## Written instruction
Recast the items below as a numbered list and omit any blank lines.

---------- Material provided

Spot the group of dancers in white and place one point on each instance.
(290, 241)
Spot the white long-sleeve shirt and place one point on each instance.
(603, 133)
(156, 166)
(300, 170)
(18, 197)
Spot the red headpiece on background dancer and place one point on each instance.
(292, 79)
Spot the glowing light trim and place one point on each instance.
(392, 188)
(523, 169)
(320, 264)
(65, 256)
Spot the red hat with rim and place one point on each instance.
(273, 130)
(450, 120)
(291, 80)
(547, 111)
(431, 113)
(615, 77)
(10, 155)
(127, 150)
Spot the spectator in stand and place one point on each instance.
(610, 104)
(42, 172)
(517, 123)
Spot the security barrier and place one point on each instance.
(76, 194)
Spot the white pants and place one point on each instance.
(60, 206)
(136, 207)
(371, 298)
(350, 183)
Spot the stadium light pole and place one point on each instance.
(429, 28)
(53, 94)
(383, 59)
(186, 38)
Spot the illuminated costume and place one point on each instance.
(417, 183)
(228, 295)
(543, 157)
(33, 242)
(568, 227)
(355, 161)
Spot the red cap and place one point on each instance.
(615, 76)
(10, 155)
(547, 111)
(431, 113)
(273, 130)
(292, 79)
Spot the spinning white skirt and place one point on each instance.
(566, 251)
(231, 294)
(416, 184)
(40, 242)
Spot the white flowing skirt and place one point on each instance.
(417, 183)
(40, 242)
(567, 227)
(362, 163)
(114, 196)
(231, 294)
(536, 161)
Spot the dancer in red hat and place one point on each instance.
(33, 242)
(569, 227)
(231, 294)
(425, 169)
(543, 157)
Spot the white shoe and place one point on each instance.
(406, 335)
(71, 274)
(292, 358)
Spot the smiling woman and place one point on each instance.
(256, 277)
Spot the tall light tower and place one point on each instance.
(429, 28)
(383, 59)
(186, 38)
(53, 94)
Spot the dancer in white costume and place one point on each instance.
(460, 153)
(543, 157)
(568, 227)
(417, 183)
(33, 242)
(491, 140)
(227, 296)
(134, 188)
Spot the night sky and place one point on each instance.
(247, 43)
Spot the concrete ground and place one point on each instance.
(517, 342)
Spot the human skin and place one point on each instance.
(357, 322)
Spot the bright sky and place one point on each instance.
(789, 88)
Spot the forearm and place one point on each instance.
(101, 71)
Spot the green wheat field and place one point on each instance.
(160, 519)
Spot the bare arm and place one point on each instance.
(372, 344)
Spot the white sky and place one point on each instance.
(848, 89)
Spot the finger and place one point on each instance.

--------------------

## Correct answer
1. Spot the group of dancers in white and place one point on each instance.
2. (290, 241)
3. Spot the white long-sleeve shirt and place one point on each instance.
4. (603, 133)
5. (156, 166)
6. (300, 170)
7. (18, 197)
8. Spot the red headpiece on background dancer and place one point on each instance.
9. (292, 79)
10. Spot the glowing light trim and place one point on each instance.
11. (392, 188)
12. (523, 169)
13. (320, 264)
14. (65, 256)
15. Spot the red hat with rim and place one point on each instance.
16. (273, 130)
17. (450, 120)
18. (291, 80)
19. (547, 111)
20. (431, 113)
21. (615, 77)
22. (10, 155)
23. (127, 150)
24. Spot the spectator in stand and place one point on each instance.
25. (610, 104)
26. (42, 172)
27. (517, 123)
28. Spot the security barrier and place one point on each instance.
29. (76, 194)
30. Spot the white pants and place one point on each instance.
31. (60, 206)
32. (136, 207)
33. (371, 298)
34. (350, 183)
35. Spot the stadium light pole and place one point on each instance.
36. (429, 28)
37. (53, 94)
38. (383, 59)
39. (186, 38)
40. Spot the illuminated costume and place one point on each instance.
41. (417, 183)
42. (228, 295)
43. (543, 157)
44. (33, 242)
45. (568, 227)
46. (355, 161)
47. Spot the red cap and place one point on each instance.
48. (615, 76)
49. (10, 155)
50. (547, 111)
51. (431, 113)
52. (273, 130)
53. (292, 79)
54. Spot the spinning white skirt and place one point on each instance.
55. (566, 251)
56. (231, 294)
57. (416, 184)
58. (40, 242)
59. Spot the white flowing skirt and place one point on each instance.
60. (417, 183)
61. (40, 242)
62. (567, 227)
63. (362, 163)
64. (114, 196)
65. (231, 294)
66. (536, 161)
67. Spot the dancer in red hat and place one point on each instance.
68. (33, 242)
69. (569, 227)
70. (231, 294)
71. (425, 169)
72. (543, 157)
73. Spot the white shoe and place one point on each instance.
74. (406, 335)
75. (71, 274)
76. (292, 358)
77. Spot the smiling woman and place one point on each instance.
78. (256, 277)
79. Spot the tall light tower and place one point on each instance.
80. (429, 28)
81. (383, 59)
82. (186, 38)
83. (53, 94)
84. Spot the dancer in white costume and place one point on each instance.
85. (460, 153)
86. (543, 157)
87. (568, 227)
88. (417, 183)
89. (33, 242)
90. (491, 140)
91. (227, 296)
92. (134, 188)
93. Spot the night sky and place one point on each instance.
94. (247, 43)
95. Spot the concrete ground and place one point on each instance.
96. (517, 342)
97. Spot the human skin and place one point on each instance.
98. (357, 322)
99. Spot the bright sky and place one point on each instance.
100. (789, 88)
101. Spot the forearm and place one point on each instance.
102. (101, 71)
103. Spot the green wheat field and place one point on each instance.
104. (160, 519)
105. Spot the bare arm and place one point on each instance.
106. (372, 344)
107. Spot the white sky and place one point on each instance.
108. (848, 89)
109. Spot the finger and place one point on each instance.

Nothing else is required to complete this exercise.